TRY IT: Below are the entries. Transcribe exactly the lines from the one with "target | sign text ebey's landing state park" through the one with "target | grassy hillside", ends included, and leave out all others.

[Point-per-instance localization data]
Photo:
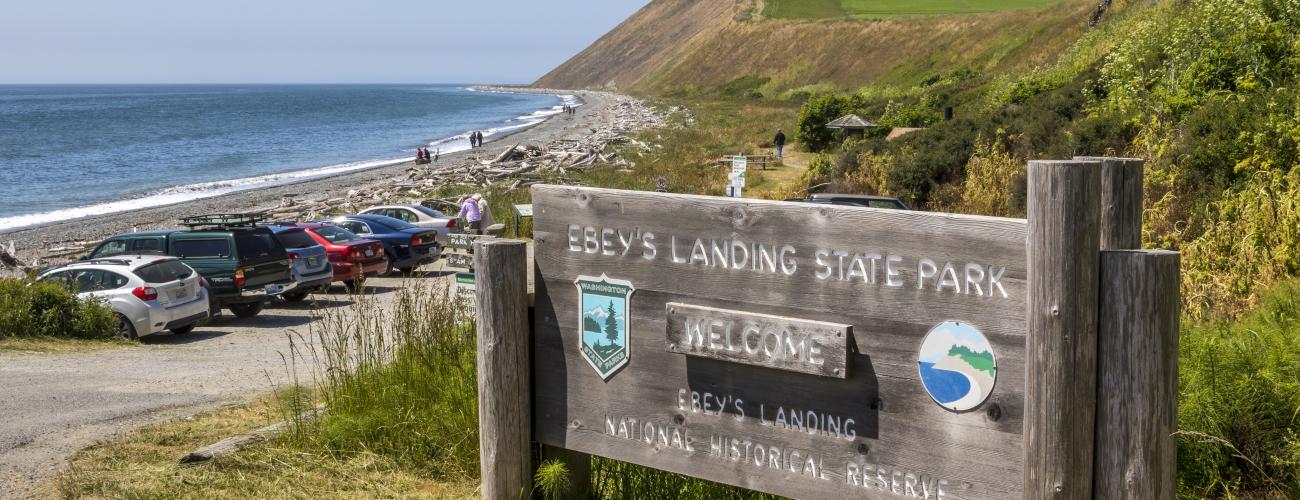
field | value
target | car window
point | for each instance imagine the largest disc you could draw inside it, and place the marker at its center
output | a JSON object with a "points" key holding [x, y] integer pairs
{"points": [[109, 248], [397, 224], [258, 244], [202, 248], [95, 281], [430, 212], [333, 234], [295, 238], [358, 227], [60, 278], [113, 281], [164, 272], [406, 216], [147, 244]]}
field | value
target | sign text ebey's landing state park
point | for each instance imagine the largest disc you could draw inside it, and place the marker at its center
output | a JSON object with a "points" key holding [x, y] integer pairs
{"points": [[797, 350]]}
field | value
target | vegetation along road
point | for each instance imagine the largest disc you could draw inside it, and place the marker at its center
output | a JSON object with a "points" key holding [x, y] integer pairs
{"points": [[57, 403]]}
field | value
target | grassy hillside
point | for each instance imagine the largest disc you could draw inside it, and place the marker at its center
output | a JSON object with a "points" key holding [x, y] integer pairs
{"points": [[822, 9], [676, 46]]}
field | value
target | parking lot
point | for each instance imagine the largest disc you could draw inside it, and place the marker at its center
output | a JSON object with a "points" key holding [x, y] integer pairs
{"points": [[57, 403]]}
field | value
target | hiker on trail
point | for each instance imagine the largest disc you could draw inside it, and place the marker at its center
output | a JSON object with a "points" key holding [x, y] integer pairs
{"points": [[472, 214], [485, 213]]}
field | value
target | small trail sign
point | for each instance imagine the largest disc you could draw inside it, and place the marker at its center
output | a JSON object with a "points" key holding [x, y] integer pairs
{"points": [[736, 179]]}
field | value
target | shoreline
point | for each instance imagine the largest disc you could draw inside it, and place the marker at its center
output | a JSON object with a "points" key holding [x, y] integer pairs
{"points": [[48, 239], [181, 194]]}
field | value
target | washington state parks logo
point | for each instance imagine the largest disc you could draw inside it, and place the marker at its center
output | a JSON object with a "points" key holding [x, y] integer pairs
{"points": [[957, 365], [606, 314]]}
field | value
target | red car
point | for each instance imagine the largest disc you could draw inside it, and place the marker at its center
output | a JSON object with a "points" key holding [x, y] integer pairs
{"points": [[354, 257]]}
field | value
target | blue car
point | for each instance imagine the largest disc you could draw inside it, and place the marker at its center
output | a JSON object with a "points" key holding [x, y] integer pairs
{"points": [[406, 244]]}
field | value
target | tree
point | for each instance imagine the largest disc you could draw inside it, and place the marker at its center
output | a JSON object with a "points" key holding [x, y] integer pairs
{"points": [[611, 325]]}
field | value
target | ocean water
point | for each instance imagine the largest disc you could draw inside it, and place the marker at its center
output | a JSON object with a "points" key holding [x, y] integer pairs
{"points": [[74, 151], [944, 385]]}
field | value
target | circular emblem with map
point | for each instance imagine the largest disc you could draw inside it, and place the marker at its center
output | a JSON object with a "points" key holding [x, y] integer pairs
{"points": [[957, 365]]}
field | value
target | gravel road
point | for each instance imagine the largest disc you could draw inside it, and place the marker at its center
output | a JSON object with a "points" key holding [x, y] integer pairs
{"points": [[52, 404]]}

ANSWER SPACE:
target | sign text ebey's landing state park
point | for each instance imagine the largest disc you could draw inside it, and place the marker at its center
output | a JSON object with a "points" key holding [x, y] integer pairs
{"points": [[797, 350]]}
field | value
target | vegetation along road
point | for each instance imagine the largest disc you could draw inside it, and place the marker at its center
output | a JSON object with a "points" key holding [x, y] integer pairs
{"points": [[57, 403]]}
field | value
target | grassy hillside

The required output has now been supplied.